Malaria drugs are failing at an "alarming" rate in Southeast Asia as drug-resistant strains of the malaria parasite emerge.
That's the conclusion of researchers in two new reports — one based on a randomized trial and the other on a genetic study — that have just been released in the medical journal The Lancet. And there's concern that this drug resistance could spread around the globe.
Global health officials get nervous when new strains of drug-resistant malaria turn up in Southeast Asia, because it's a dreaded pattern that they've seen before.
Resistance that has hatched in this region has doomed previous malaria medications since the middle of the 20th century.
"Somehow antimalarial drug resistance always starts in that part of the world," says Arjen Dondorp, who leads malaria research at the Mahidol Oxford Tropical Medicine Research Unit in Bangkok and who was a lead author of the report about the randomized trial.
"In the past, chloroquine resistance originated there. Sulfadoxine-pyrimethamine, the next generation of antimalarials — resistance to that originated there. And now the artemisinin resistance also was first detected in western Cambodia."
And it's hard to underscore the significance of this. In modern times, the death spiral for malaria drug after malaria drug has begun in the Mekong Delta. The reasons for this are complicated. Some scientists say that one reason could have something to do with the relatively low levels of malaria there. When resistant parasites emerge, they are not competing against a dominant nonresistant strain of malaria and are possibly able to spread easier.
Currently, the World Health Organization recommends treating the majority of malaria cases with artemisinin-based combination therapies, or ACTs. These are usually single pills that combine fast-acting artemisinin with another longer-acting antimalarial drug. Currently one of the most widely used ACTs globally is dihydroartemisinin-piperaquine. And this is the artemisinin combo that Dondorp found to be failing in Southeast Asia.
These drugs have been highly effective at treating malaria, one of the world's most burdensome diseases. According to the World Health Organization, each year there are more than 200 million cases of malaria and 400,000 people die from the disease. Those deaths are primarily among children in Africa.
The two-drug artemisinin combos continue to be the first-line drugs for treating most malaria cases around the world, including in Africa. And they have been credited with helping to bring global malaria deaths down to an all-time low. But now it looks like their future effectiveness is in question.

**Parts of the exercise**
1. Please answer these questions using the text on malaria drug resistance:
(a) In which medical journal were the two new reports released?
(b) Where was artemisinin resistance first detected?
(c) According to the World Health Organization, how many people die from malaria each year?
2. Write the next few paragraphs of the text on malaria drug resistance, picking up after its final sentence.
The listing below has no connection to the text on malaria drug resistance.

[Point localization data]
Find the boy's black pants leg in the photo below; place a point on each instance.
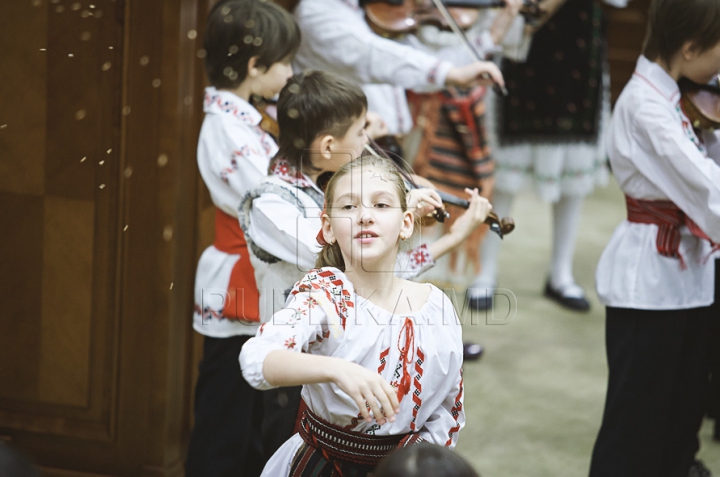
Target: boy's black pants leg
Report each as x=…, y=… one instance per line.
x=657, y=386
x=228, y=416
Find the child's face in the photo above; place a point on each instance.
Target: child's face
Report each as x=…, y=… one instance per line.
x=271, y=81
x=367, y=219
x=704, y=67
x=351, y=145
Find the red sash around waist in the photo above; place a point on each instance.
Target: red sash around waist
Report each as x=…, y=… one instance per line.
x=229, y=238
x=669, y=218
x=340, y=446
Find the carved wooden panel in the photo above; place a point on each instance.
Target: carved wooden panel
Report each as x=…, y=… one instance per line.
x=59, y=182
x=99, y=114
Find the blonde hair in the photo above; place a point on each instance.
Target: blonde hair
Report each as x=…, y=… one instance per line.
x=331, y=255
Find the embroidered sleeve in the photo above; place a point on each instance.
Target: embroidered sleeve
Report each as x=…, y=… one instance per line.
x=314, y=316
x=444, y=424
x=414, y=262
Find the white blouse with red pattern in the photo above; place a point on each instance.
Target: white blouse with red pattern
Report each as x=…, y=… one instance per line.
x=420, y=353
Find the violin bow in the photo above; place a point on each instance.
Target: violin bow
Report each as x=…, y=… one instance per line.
x=458, y=31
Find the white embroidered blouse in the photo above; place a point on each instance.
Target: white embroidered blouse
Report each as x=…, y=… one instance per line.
x=656, y=155
x=324, y=316
x=233, y=157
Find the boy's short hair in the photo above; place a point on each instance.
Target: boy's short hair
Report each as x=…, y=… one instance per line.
x=237, y=30
x=315, y=103
x=673, y=22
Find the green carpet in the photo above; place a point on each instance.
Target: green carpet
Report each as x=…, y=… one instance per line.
x=534, y=401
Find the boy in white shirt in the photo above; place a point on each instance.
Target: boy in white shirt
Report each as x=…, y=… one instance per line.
x=248, y=45
x=655, y=276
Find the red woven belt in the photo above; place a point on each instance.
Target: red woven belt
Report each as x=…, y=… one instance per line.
x=669, y=218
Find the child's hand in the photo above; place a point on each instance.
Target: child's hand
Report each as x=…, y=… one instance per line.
x=367, y=388
x=421, y=202
x=375, y=127
x=472, y=218
x=480, y=72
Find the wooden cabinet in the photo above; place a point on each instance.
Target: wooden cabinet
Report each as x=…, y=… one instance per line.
x=103, y=216
x=99, y=207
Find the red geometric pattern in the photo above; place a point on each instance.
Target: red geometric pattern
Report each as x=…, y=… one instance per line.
x=418, y=387
x=455, y=411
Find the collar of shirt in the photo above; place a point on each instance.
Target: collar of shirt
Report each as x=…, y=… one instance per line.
x=657, y=78
x=225, y=102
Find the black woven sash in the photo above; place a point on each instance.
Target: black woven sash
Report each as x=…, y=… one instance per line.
x=331, y=450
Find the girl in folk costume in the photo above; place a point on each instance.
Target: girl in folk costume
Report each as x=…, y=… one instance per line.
x=380, y=357
x=453, y=151
x=322, y=121
x=548, y=132
x=655, y=277
x=233, y=157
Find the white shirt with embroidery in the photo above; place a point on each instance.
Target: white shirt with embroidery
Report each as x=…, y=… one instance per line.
x=324, y=316
x=656, y=155
x=233, y=157
x=337, y=38
x=281, y=221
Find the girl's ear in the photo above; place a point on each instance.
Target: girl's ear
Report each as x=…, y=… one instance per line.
x=252, y=67
x=327, y=230
x=408, y=225
x=690, y=50
x=326, y=146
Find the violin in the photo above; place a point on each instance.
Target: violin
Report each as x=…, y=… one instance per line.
x=499, y=226
x=393, y=18
x=701, y=103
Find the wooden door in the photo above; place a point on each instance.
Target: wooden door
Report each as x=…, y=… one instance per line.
x=625, y=35
x=100, y=107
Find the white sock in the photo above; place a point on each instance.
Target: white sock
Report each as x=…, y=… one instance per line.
x=566, y=218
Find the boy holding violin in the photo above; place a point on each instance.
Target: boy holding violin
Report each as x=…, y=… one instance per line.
x=656, y=276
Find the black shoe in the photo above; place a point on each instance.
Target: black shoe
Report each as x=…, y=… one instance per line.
x=480, y=302
x=698, y=469
x=472, y=351
x=571, y=302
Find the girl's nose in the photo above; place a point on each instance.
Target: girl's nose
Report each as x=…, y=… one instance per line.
x=366, y=216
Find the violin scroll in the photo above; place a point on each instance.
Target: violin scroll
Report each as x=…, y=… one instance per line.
x=701, y=104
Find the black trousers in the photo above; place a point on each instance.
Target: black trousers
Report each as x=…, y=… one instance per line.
x=657, y=391
x=226, y=440
x=237, y=428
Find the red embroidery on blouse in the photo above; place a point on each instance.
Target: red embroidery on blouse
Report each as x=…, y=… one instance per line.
x=455, y=411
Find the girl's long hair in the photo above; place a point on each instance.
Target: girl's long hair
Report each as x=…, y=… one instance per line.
x=331, y=255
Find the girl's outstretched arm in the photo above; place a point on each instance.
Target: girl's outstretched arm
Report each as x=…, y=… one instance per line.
x=288, y=368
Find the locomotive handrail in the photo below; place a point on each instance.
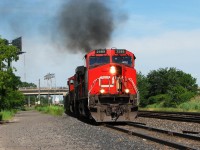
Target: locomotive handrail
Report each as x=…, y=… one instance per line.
x=136, y=89
x=92, y=86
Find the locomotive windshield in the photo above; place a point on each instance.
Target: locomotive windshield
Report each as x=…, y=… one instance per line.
x=98, y=60
x=122, y=60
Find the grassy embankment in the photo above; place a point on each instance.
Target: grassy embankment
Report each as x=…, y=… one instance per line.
x=53, y=110
x=7, y=114
x=192, y=106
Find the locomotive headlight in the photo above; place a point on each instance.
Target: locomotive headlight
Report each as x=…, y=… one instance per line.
x=127, y=91
x=112, y=69
x=102, y=91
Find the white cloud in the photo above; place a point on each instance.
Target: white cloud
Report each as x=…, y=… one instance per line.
x=180, y=49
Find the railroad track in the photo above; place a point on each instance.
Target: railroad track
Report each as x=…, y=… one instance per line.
x=177, y=116
x=168, y=138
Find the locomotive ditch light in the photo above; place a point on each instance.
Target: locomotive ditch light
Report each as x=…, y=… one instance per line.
x=112, y=69
x=127, y=91
x=102, y=91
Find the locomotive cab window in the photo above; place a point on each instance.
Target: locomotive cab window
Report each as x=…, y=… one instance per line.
x=98, y=60
x=122, y=60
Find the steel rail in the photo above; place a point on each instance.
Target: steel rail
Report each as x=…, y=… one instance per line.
x=191, y=137
x=176, y=116
x=154, y=139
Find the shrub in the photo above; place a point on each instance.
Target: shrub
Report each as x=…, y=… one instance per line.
x=159, y=98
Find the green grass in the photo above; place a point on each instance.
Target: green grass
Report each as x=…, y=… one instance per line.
x=192, y=106
x=53, y=110
x=7, y=114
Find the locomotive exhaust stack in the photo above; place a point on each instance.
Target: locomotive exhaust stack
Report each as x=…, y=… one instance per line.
x=105, y=89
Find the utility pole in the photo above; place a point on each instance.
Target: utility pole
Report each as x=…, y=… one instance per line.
x=48, y=77
x=39, y=92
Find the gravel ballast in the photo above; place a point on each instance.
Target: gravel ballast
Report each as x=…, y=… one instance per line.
x=32, y=130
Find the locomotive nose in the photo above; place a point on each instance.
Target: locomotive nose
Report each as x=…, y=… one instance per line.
x=116, y=70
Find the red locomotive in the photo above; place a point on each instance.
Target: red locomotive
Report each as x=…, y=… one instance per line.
x=105, y=89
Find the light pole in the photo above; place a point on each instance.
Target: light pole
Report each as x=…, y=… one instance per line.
x=48, y=77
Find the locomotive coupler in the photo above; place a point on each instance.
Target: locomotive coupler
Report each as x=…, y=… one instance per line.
x=114, y=110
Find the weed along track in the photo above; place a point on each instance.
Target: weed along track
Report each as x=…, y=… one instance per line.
x=165, y=137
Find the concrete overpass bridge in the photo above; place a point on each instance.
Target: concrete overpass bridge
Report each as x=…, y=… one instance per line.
x=44, y=91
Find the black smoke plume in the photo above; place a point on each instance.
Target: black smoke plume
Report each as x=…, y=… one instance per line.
x=84, y=25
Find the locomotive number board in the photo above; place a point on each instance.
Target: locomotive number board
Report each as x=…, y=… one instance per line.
x=100, y=51
x=120, y=51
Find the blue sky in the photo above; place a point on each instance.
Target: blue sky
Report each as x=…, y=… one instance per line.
x=161, y=34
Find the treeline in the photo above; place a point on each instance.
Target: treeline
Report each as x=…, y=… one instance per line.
x=167, y=87
x=10, y=97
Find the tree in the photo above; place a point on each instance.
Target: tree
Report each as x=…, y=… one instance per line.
x=9, y=82
x=168, y=85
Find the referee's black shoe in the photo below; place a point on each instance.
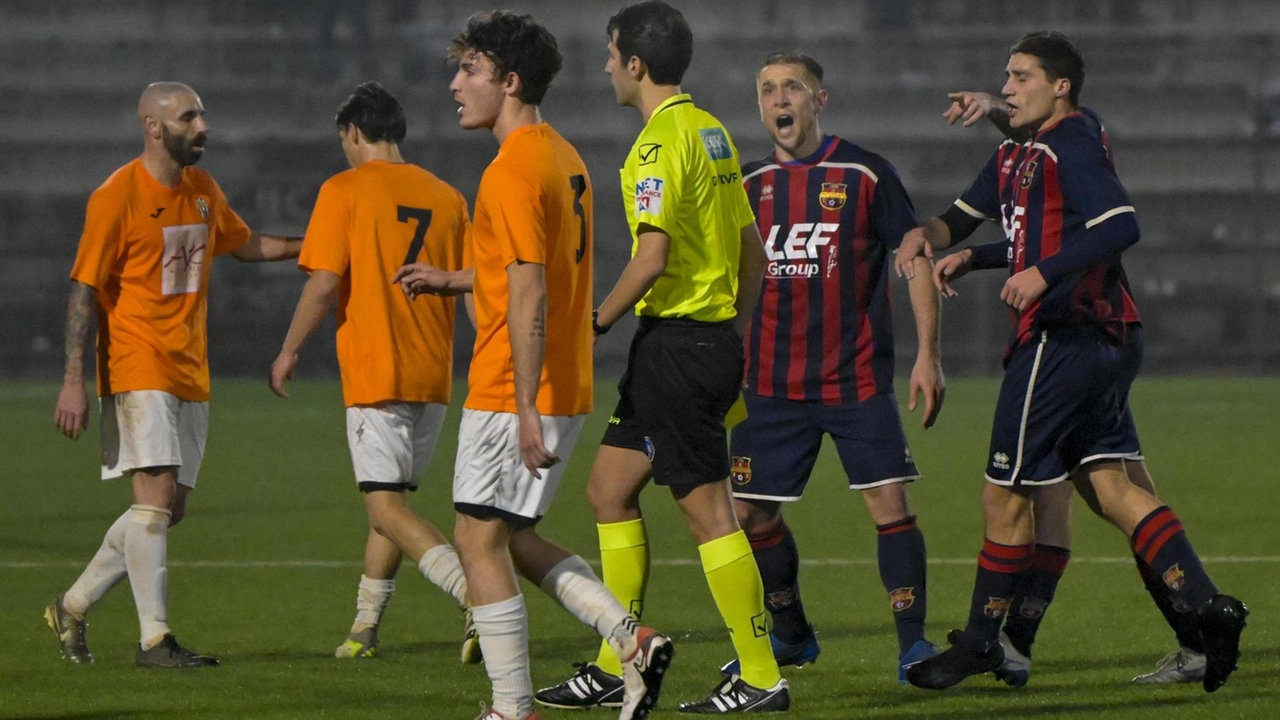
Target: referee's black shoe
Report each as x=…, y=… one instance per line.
x=967, y=656
x=1221, y=620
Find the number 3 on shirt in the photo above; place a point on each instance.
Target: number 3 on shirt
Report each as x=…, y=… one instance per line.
x=405, y=214
x=579, y=185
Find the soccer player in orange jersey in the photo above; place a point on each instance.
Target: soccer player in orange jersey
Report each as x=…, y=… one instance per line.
x=396, y=355
x=144, y=260
x=530, y=383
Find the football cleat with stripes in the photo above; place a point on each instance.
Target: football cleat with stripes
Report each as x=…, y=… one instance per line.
x=359, y=645
x=734, y=696
x=589, y=687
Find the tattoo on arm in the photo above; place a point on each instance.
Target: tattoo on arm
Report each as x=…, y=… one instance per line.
x=80, y=317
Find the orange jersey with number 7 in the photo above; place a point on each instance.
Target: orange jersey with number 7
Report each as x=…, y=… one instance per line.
x=534, y=205
x=366, y=224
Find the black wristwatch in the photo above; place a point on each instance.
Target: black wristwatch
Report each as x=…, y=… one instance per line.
x=595, y=327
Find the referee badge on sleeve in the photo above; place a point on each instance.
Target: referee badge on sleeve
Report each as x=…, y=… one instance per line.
x=649, y=196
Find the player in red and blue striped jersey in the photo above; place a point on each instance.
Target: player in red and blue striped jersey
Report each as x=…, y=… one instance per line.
x=1036, y=587
x=821, y=355
x=1066, y=218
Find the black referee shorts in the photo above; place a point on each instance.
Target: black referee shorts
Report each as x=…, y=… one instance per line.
x=682, y=377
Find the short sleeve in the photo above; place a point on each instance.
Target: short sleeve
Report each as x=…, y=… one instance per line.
x=892, y=213
x=659, y=177
x=103, y=241
x=327, y=246
x=981, y=199
x=515, y=209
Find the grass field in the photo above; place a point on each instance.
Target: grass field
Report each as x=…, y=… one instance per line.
x=264, y=572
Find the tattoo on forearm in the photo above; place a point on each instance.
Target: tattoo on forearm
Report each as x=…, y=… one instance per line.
x=80, y=314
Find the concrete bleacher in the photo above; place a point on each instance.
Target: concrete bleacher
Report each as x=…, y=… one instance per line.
x=1189, y=92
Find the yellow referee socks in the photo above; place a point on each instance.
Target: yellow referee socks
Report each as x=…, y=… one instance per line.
x=625, y=570
x=735, y=582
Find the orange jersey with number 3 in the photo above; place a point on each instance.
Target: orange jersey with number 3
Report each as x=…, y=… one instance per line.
x=534, y=205
x=366, y=223
x=146, y=249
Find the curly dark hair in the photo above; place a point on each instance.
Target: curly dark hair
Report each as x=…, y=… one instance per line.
x=516, y=44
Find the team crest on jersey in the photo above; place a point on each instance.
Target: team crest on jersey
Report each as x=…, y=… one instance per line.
x=996, y=607
x=1029, y=173
x=1032, y=607
x=833, y=195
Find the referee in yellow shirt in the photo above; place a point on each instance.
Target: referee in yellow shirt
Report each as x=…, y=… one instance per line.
x=696, y=261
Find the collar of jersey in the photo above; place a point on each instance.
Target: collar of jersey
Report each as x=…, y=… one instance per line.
x=670, y=101
x=818, y=155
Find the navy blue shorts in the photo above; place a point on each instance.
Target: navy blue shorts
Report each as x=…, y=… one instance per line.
x=1059, y=399
x=1123, y=443
x=775, y=449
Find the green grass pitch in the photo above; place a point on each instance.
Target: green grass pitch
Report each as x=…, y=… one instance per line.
x=264, y=572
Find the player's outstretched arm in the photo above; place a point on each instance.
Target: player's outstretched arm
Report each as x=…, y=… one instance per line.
x=972, y=106
x=71, y=414
x=419, y=278
x=750, y=274
x=265, y=247
x=920, y=242
x=644, y=269
x=318, y=295
x=526, y=326
x=927, y=376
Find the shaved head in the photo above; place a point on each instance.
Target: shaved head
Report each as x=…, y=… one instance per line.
x=160, y=99
x=173, y=121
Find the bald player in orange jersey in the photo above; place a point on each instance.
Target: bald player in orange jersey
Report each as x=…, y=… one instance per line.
x=144, y=260
x=530, y=382
x=396, y=355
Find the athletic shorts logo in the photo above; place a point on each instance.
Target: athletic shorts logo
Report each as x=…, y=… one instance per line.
x=833, y=195
x=1033, y=607
x=996, y=607
x=901, y=598
x=649, y=196
x=716, y=144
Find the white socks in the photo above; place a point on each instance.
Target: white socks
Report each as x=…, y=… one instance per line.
x=103, y=572
x=371, y=600
x=440, y=565
x=574, y=584
x=503, y=629
x=146, y=536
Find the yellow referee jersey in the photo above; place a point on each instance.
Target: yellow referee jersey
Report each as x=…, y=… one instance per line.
x=682, y=177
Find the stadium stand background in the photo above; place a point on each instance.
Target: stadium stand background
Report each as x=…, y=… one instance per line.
x=1189, y=90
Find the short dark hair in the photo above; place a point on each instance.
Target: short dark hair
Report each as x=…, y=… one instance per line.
x=375, y=112
x=1056, y=55
x=809, y=64
x=658, y=35
x=516, y=44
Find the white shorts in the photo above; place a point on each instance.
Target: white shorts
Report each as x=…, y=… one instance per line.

**Answers below**
1.
(a) The Lancet
(b) Western Cambodia
(c) 400,000

2.
Dondorp, in the midst of a study in the greater Mekong region, was comparing a new three-drug malaria regimen against the conventional two-drug artemisinin combo. And it was in the middle of that study that he and his colleagues saw that the current antimalarial drugs weren't fully wiping out the potentially deadly parasites.
"We noticed incredible high failure rates with the first-line treatment, and that was the reason to publish this first before we can publish the results of the efficacy of the triple combinations," he says. Basically, the current drugs were performing so badly that the researchers felt it imperative to sound the alarm about what was the control side of the study.
The overall failure rate was 50%. But in some parts of the region, the drugs weren't working nine times out of 10.
Dondorp says the resistance was even worse than they'd expected.
"We knew already [resistance] was in Cambodia and it had increased dramatically over the years," he says. "What was new was that it was also present in northeastern Thailand and southern Vietnam."
Health officials in Cambodia were aware that the drugs were failing and had switched back to an older medicine in 2014. Now Vietnam and Thailand are also moving away from the World Health Organization's recommended first-line malaria treatment.
So far this drug resistance has been mainly found in the areas around the Mekong Delta, but there's no reason these parasites couldn't spread to India or other parts of Asia or even Africa.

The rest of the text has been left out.